EXTRACT PROVIDED ::

As described during a supplementary investigation by Xinyang Municipal People's Procuratorate in January 2013, of the 23 children counted as injured, seven had serious wounds and eleven had minor injuries; the remaining five were determined to have not been wounded at all.

==Perpetrator==
The perpetrator was Min Yongjun (闵拥军 (閔擁軍, Mǐn Yōngjūn)), from Zhoupeng village, also part of Wenshu Township. Min had a history of epileptic seizures since 1992, and according to police, the night before the attack, he had severely beaten his parents and his two daughters following an argument after Min's father grounded him after another seizure. Min had apparently spent the entire night running a 10-kilometer distance before breaking into a house at random.

REQUIRED ACTIONS ::
(a) In the extract about the attack, which village did Min Yongjun come from?
(b) Continue the extract about the attack, picking up after its last sentence.

EXTRACTED RECORDS ::
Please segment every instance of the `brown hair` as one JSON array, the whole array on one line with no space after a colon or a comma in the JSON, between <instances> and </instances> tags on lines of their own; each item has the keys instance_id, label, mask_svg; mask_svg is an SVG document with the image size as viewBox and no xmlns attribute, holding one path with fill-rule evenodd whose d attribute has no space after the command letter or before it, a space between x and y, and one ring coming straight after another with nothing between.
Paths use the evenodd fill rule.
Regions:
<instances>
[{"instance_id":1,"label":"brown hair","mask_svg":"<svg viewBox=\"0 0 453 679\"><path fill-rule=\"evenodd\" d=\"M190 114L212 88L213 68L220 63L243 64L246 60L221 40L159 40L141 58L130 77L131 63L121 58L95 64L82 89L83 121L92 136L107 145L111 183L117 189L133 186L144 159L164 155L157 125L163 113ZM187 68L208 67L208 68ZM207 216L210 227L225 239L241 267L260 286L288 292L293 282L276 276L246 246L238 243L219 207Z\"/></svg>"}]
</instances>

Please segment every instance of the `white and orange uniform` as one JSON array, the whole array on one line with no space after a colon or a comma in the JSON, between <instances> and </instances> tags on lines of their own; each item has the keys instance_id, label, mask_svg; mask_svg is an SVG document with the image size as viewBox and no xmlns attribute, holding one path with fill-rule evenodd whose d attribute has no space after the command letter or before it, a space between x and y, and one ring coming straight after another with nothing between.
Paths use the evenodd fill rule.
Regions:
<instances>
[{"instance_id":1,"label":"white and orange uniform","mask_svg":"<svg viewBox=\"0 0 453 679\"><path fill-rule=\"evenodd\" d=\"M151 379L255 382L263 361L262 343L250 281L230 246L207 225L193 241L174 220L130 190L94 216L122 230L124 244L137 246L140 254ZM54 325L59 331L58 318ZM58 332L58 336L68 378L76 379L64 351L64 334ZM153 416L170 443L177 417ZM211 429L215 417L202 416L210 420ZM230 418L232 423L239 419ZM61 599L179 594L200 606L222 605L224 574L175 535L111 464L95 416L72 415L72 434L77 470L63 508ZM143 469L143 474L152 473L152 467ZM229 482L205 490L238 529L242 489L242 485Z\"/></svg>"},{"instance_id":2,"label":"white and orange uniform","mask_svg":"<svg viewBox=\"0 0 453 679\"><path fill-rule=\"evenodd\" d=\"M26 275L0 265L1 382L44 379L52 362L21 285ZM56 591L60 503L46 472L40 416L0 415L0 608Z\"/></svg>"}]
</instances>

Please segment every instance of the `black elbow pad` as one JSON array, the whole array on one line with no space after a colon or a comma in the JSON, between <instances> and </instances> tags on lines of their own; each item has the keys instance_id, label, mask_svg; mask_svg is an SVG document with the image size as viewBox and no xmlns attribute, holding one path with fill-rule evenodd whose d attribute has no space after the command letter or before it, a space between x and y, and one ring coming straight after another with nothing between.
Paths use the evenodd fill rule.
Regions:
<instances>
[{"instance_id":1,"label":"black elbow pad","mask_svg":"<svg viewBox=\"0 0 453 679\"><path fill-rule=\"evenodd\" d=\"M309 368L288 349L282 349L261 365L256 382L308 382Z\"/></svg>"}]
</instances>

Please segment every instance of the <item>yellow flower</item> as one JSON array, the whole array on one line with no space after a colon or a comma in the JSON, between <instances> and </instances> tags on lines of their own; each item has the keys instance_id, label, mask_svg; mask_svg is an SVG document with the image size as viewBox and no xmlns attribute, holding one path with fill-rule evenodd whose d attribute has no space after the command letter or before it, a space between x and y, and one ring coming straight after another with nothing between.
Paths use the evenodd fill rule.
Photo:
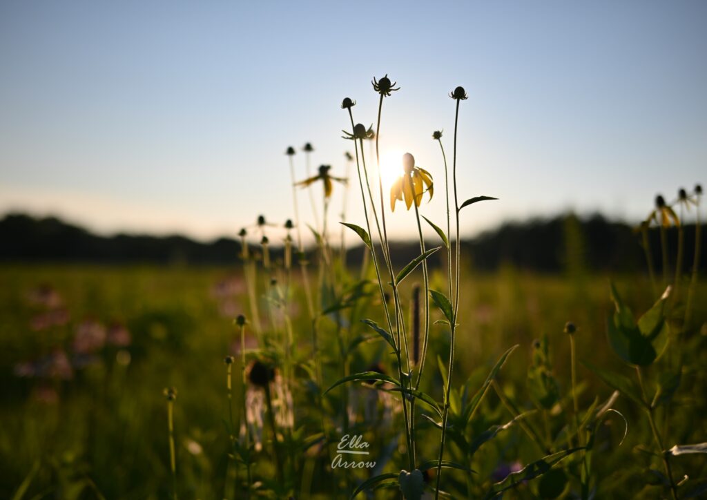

RESPONSES IN ORDER ::
(a) Zhoupeng village, part of Wenshu Township.

(b)
In police custody, Min stated that he committed the stabbing because he felt "doomed" and "hoped to do things to make the world remember him before he died". He said he got the idea to attack a school because he remembered reports from spring 2010 about three prominently reported stabbings at kindergartens in China, such as the Shengshui Temple kindergarten attack in Shaanxi.

Min had been influenced by the 2012 doomsday phenomenon. This was allegedly propagated in China by the Eastern Lightning church. Min stated that he had been listening to "doomsday preaching" by a local woman affiliated with Eastern Lightning before the attack.

===Legal processes===
In December 2013, Min Yongjun was found guilty of intentional homicide and sentenced to death. In November 2015, he was re-sentenced to death with a two-year reprieve.

==Response==
The Guangshan County government established an emergency response team for the incident. The coverage of the incident in local media was tightly controlled, with Beijing usually restricting coverage of such sensitive topics to dissuade copycat attacks, and an article in the Financial Times reported a backlash by Chinese citizens due to the lack of coverage of the school stabbings. An article in the Associated Press similarly wrote that a possible reason why authorities wanted to restrict the news was to either "prevent encouraging others or to play down the crime to keep blame off the government".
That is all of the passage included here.